> **What to work on**:
1/ In the Karnataka High Court judgment, swap "PETITION" for "APPEAL" and write out everything from "PRAYING TO SET" down to "ALLOWING THE PETITION.".
2/ Carry the Karnataka High Court judgment forward from its final sentence.

> **Document passage**:
=======

Citation : 2022 Latest Caselaw 11358 Kant
Judgement Date : 12 August, 2022

Karnataka High Court
Jagadish vs H V Prabhakara on 12 August, 2022
Bench: Rajendra Badamikar
                            1




   IN THE HIGH COURT OF KARNATAKA AT BENGALURU

       DATED THIS THE 12TH DAY OF AUGUST, 2022

                          BEFORE

    THE HON'BLE MR. JUSTICE RAJENDRA BADAMIKAR

           CRIMINAL APPEAL No.112/2012 (A)

BETWEEN:

JAGADISH
S/O SIDDARAMAPPA
AGED ABOUT 48 YEARS
SPANDANA NILAYA
1ST CROSS, KUMBAR BEEDI
ADLIMANE ROAD, HASSAN
                                              ....APPELLANT
(BY SRI. M. SHARASS CHANDRA, ADVOCATE)

AND:

H.V. PRABHAKARA
S/O LATE VENKATASUBBAIAH
AGED ABOUT 51 YEARS
MAYURA TRADERS AND RASHMI
GAS AGENCIES, RANGOLIHALLA
HASSAN
                                          .... RESPONDENT

(BY SRI. R.B. DESHPANDE, ADVOCATE (ABSENT))

     THIS APPEAL IS FILED UNDER SECTION 378(4) OF CR.P.C.
PRAYING TO SET ASIDE THE JUDGMENT AND ORDER DATED
05.12.2011 PASSED BY THE PRINCIPAL CIVIL JUDGE AND JMFC,
AT HASSAN IN C.C.NO.1545/2006 AND PASS AN ORDER OF
CONVICTION, CONVICTING THE RESPONDENT FOR THE
OFFENCE COMMITTED AND PASS SUCH OTHER ORDERS THIS
HON'BLE COURT DEEMS FIT TO GRANT IN THE FACTS AND
CIRCUMSTANCES OF THE CASE BY ALLOWING THE PETITION.
                                   2




     THIS APPEAL HAVING BEEN HEARD AND RESERVED FOR
JUDGMENT ON 29.07.2022, COMING ON FOR 'PRONOUNCEMENT
OF JUDGMENT' THIS DAY, THE COURT DELIVERED THE
FOLLOWING:
                      JUDGMENT

This is an appeal filed under Section 378(4) of Criminal

Procedure Code, 1973 ('Cr.P.C.' for short) by the

appellant/complainant challenging the judgment of acquittal

passed by the Principal Civil Judge and JMFC at Hassan in CC

No.1545/2006 dated 05.12.2011, whereby the learned Judge has

acquitted the accused/respondent herein for the offence

punishable under Section 138 of the Negotiable Instruments Act,

1881 ( 'N.I. Act' for short).

2. For the sake of convenience, the parties herein are

referred with the original ranks occupied by them before the trial

Court.

=======

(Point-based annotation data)
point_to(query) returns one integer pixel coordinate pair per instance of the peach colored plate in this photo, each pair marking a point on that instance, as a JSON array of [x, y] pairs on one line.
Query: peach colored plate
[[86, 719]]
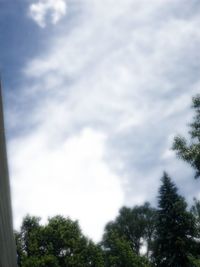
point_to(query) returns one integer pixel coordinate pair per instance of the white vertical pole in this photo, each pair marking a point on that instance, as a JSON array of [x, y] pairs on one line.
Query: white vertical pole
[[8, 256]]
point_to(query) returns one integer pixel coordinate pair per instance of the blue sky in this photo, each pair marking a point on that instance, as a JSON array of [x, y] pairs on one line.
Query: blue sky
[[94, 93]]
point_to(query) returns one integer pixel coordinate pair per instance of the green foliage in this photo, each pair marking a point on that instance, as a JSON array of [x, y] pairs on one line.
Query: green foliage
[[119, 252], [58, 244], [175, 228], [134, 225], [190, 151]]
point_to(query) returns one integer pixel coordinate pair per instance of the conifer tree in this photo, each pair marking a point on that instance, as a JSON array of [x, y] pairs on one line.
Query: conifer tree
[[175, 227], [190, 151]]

=======

> **Answers**:
1/
PRAYING TO SET ASIDE THE JUDGMENT AND ORDER DATED
05.12.2011 PASSED BY THE PRINCIPAL CIVIL JUDGE AND JMFC,
AT HASSAN IN C.C.NO.1545/2006 AND PASS AN ORDER OF
CONVICTION, CONVICTING THE RESPONDENT FOR THE
OFFENCE COMMITTED AND PASS SUCH OTHER ORDERS THIS
HON'BLE COURT DEEMS FIT TO GRANT IN THE FACTS AND
CIRCUMSTANCES OF THE CASE BY ALLOWING THE APPEAL.

2/
3. The brief factual matrix leading to the case are that,

the complainant and accused are well-versed with each other, as

they are friends; that the accused has availed hand-loan of

Rs.8.00 Lakhs from the complainant and towards discharge of

the said debt, he has issued a cheque dated 27.03.2006 in

favour of the complainant. It is the further case of complainant

that, when the complainant has presented the said cheque for

encashment, it was bounced for insufficient funds and

immediately the complainant has got issued a legal notice on

07.04.2006, which was served on the accused, but he did not

respond. Hence, the complainant claims that the accused has

issued a cheque towards legally enforceable debt, having

knowledge that he had no sufficient amount in his account and

thereby he lodged a private complaint.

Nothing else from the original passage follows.